## BEGIN

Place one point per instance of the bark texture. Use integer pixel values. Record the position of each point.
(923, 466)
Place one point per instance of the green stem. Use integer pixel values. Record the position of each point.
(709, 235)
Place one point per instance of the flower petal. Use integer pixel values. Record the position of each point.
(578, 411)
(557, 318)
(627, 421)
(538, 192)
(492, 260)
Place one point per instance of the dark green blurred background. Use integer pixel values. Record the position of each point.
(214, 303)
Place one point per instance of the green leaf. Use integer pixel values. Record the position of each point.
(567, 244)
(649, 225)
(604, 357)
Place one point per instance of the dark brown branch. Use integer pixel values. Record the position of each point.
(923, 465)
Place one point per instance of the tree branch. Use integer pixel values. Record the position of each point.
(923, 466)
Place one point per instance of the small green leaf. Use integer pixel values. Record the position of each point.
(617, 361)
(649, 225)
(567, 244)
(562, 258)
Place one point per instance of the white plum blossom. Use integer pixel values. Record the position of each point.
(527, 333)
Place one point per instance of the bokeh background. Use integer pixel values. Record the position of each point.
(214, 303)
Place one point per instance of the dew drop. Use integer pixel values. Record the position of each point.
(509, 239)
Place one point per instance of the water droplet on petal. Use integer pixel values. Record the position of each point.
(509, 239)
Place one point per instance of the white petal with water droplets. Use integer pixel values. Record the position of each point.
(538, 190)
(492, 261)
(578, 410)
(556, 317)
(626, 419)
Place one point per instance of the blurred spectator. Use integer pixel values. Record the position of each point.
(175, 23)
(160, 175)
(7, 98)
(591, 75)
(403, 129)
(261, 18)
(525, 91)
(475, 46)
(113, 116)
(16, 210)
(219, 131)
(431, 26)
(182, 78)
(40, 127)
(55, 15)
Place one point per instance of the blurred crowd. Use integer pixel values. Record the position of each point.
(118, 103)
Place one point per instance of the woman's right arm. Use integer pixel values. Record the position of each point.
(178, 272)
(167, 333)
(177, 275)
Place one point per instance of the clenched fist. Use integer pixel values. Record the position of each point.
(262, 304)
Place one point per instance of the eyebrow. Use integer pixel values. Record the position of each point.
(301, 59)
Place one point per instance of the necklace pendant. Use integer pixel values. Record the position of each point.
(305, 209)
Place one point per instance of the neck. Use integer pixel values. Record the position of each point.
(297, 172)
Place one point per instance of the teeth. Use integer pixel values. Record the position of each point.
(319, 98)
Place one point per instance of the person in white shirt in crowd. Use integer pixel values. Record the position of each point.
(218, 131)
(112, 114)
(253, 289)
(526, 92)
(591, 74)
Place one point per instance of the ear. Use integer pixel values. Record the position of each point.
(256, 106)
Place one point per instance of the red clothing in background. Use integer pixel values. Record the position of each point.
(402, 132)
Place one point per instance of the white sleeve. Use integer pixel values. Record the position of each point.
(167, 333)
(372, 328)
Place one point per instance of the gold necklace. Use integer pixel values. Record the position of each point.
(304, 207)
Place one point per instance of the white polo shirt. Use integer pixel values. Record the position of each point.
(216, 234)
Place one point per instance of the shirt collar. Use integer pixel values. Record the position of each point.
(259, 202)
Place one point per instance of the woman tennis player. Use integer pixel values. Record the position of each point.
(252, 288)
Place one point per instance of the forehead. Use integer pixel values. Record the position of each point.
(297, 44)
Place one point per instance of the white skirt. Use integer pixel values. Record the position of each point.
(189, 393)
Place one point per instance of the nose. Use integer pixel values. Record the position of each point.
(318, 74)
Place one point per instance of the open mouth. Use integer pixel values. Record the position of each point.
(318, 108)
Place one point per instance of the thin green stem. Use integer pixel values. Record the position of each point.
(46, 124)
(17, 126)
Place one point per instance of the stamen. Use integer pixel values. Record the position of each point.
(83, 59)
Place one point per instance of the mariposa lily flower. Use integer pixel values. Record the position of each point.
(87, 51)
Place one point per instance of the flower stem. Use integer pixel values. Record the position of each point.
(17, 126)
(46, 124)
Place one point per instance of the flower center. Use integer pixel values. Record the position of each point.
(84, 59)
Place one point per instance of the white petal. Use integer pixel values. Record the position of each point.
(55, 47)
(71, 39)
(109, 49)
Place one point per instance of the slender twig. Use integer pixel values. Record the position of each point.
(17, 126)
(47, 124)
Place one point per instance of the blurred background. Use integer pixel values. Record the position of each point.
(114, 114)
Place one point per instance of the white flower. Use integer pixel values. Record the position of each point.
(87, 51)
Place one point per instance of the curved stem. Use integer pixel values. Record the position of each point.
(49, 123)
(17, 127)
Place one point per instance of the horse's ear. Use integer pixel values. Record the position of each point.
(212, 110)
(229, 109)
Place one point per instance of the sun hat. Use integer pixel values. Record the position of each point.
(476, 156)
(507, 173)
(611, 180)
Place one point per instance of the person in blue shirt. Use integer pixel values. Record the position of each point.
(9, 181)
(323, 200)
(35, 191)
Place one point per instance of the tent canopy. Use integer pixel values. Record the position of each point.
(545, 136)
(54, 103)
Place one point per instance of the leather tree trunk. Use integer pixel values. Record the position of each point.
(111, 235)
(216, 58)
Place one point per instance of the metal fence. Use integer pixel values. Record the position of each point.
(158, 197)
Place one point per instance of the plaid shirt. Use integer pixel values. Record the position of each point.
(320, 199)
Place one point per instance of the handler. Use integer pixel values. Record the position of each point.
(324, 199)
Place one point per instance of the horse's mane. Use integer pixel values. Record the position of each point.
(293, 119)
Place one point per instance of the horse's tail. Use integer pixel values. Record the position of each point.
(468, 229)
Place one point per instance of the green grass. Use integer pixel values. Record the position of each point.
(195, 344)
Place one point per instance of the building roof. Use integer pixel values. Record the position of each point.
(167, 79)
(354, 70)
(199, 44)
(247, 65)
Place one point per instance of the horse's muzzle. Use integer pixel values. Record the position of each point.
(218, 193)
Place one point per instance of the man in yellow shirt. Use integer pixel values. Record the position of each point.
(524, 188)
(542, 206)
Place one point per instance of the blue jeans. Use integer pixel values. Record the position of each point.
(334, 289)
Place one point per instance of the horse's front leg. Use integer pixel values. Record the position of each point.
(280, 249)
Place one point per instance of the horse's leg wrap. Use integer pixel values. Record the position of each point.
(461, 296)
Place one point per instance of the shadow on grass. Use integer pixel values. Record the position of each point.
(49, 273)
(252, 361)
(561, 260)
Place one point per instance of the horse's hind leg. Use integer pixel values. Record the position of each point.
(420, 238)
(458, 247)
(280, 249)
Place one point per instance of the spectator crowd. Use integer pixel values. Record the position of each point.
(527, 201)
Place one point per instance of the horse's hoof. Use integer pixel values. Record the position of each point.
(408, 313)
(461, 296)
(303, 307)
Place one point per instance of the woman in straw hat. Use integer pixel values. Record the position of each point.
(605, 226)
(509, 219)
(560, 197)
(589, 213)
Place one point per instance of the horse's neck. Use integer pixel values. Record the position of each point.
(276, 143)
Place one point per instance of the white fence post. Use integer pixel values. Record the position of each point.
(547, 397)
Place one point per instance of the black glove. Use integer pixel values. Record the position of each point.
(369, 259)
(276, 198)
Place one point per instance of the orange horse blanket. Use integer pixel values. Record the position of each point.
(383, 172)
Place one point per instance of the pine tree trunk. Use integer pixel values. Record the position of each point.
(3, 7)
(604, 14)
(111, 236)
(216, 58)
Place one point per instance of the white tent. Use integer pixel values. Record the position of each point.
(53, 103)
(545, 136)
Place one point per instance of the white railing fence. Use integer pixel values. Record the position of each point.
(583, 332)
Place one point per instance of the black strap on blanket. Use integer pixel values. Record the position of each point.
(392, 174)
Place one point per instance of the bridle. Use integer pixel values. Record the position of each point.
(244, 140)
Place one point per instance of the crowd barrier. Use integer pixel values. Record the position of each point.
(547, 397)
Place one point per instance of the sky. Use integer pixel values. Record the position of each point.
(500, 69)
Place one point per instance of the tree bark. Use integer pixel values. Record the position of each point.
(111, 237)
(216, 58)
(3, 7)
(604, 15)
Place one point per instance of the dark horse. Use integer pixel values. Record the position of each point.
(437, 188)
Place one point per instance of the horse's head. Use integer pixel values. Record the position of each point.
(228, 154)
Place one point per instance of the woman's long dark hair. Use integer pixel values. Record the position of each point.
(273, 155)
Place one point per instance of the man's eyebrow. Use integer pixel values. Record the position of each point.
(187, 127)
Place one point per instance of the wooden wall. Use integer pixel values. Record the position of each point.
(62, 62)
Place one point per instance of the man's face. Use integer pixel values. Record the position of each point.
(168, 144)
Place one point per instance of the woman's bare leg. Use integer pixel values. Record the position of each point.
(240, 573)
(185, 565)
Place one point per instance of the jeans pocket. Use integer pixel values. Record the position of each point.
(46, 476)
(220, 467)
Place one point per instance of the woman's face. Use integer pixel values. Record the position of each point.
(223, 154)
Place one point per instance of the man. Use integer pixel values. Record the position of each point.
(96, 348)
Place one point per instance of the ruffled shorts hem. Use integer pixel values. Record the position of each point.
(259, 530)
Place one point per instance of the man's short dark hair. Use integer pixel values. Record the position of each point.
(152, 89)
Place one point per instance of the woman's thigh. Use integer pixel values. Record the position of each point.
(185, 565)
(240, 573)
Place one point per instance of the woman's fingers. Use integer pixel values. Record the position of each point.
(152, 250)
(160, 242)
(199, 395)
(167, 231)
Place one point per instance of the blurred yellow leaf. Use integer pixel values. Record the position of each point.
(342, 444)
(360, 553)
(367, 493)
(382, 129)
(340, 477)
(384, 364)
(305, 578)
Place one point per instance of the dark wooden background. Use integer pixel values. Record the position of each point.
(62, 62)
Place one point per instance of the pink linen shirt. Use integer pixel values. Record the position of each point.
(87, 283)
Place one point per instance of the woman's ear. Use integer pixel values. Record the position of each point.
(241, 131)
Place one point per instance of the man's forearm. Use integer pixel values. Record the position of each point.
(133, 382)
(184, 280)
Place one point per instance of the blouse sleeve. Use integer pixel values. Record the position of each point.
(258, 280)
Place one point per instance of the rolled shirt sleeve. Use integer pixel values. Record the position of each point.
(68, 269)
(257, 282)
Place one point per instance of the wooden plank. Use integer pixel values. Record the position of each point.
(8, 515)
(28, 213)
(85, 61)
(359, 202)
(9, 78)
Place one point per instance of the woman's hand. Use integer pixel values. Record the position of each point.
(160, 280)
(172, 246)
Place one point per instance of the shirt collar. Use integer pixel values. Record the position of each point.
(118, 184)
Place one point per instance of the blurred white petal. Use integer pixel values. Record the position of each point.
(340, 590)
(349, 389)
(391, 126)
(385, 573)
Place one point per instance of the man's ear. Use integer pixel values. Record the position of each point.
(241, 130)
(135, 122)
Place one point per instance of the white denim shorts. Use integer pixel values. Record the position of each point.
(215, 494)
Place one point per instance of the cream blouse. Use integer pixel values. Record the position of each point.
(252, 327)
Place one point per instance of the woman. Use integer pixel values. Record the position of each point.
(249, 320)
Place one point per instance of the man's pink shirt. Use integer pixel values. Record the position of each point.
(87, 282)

## END

Please return the items above word for word, starting with the line that contains "Place one point per instance of the cream" and going on through the last line of the items.

→ **Written answer**
Place one point per instance of the cream blouse. Use integer pixel values. Record the position of each point.
(252, 327)
Place one point per instance of the woman. Use integer pixel values. Record the position of each point.
(249, 320)
Place one point per instance of the man's pink shirt. Use integer pixel values. Record the position of each point.
(87, 282)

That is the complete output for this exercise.